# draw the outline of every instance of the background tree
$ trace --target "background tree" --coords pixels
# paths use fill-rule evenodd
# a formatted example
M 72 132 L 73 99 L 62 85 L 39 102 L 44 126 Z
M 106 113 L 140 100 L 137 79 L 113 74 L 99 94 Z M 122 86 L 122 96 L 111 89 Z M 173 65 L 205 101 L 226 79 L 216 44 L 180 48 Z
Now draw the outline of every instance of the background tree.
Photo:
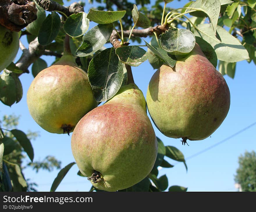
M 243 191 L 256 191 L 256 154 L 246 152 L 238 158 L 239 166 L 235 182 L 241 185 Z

****

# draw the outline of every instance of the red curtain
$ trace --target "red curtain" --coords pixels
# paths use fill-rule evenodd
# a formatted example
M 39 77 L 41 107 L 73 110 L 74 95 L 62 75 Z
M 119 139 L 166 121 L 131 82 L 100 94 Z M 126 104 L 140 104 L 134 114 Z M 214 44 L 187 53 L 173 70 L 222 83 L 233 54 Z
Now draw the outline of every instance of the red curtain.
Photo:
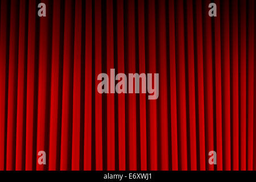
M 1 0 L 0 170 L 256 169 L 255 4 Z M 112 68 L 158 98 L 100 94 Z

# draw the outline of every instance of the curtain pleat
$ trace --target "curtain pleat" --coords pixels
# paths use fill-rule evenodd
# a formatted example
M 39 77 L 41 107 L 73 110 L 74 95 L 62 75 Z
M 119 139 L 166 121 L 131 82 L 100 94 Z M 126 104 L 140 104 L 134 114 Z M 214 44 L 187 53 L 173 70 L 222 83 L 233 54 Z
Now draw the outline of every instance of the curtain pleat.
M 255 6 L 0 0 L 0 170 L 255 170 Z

****

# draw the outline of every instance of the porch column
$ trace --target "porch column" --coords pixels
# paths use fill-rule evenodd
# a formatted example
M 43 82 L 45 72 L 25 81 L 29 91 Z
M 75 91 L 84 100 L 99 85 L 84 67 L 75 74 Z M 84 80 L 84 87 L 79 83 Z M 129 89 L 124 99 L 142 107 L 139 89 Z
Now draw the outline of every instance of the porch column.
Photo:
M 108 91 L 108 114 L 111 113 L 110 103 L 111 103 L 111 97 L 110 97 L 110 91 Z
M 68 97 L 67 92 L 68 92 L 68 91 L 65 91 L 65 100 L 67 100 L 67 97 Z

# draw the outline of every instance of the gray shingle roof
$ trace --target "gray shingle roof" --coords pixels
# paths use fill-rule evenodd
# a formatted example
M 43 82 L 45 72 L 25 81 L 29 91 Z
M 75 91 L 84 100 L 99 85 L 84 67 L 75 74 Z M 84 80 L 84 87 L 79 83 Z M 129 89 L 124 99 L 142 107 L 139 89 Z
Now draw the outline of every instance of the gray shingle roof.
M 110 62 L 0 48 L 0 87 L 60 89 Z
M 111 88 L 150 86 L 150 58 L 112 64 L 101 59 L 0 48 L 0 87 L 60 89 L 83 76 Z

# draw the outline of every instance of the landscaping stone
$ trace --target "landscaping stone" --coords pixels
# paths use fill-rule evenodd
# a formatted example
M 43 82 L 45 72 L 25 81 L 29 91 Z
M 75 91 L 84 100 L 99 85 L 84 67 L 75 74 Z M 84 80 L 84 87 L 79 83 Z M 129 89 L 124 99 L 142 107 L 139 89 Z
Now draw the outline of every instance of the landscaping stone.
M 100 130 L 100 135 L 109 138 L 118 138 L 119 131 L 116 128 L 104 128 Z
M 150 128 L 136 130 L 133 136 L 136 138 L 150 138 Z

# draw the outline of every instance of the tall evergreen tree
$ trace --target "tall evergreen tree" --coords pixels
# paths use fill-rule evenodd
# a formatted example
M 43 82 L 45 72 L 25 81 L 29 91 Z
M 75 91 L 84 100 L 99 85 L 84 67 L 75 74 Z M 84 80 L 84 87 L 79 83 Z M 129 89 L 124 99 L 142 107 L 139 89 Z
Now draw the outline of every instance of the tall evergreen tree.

****

Turn the lines of the records above into a numbered list that omits blank lines. Begin at the line that has "# draw the outline of every instance of the gray" and stop after the line that has "Now draw the outline of every instance of the tall".

1. # draw the outline of every instance of the gray shingle roof
2. $ trace --target "gray shingle roof" --coords pixels
3. # paths use fill-rule evenodd
4. # a formatted example
5. M 43 82 L 45 72 L 25 81 L 29 91 Z
6. M 75 91 L 84 100 L 99 85 L 84 67 L 75 74 Z M 84 80 L 84 87 L 79 83 Z M 129 89 L 124 99 L 142 107 L 139 89 Z
7. Now draw the outline of every instance of the gray shingle roof.
8. M 110 62 L 0 48 L 0 87 L 60 89 Z
9. M 111 88 L 150 86 L 150 58 L 112 64 L 101 59 L 0 48 L 0 87 L 60 89 L 83 76 Z
10. # draw the outline of every instance of the landscaping stone
11. $ trace --target "landscaping stone" --coords pixels
12. # paths use fill-rule evenodd
13. # a formatted example
14. M 43 82 L 45 72 L 25 81 L 29 91 Z
15. M 75 91 L 84 100 L 99 85 L 84 67 L 75 74 Z M 84 80 L 84 87 L 79 83 Z M 129 89 L 124 99 L 142 107 L 139 89 Z
16. Now draw the outline of every instance of the landscaping stone.
17. M 100 130 L 100 135 L 109 138 L 118 138 L 119 131 L 116 128 L 104 128 Z
18. M 150 128 L 136 130 L 133 136 L 136 138 L 150 138 Z
19. # draw the outline of every instance of the tall evergreen tree
20. $ trace --target "tall evergreen tree" --coords pixels
21. # paths use fill-rule evenodd
22. # a formatted example
23. M 43 82 L 45 72 L 25 81 L 29 91 Z
24. M 75 91 L 84 100 L 99 85 L 84 67 L 75 74 Z M 84 80 L 84 87 L 79 83 Z M 129 89 L 124 99 L 142 107 L 139 89 Z
25. Now draw the outline of every instance of the tall evergreen tree.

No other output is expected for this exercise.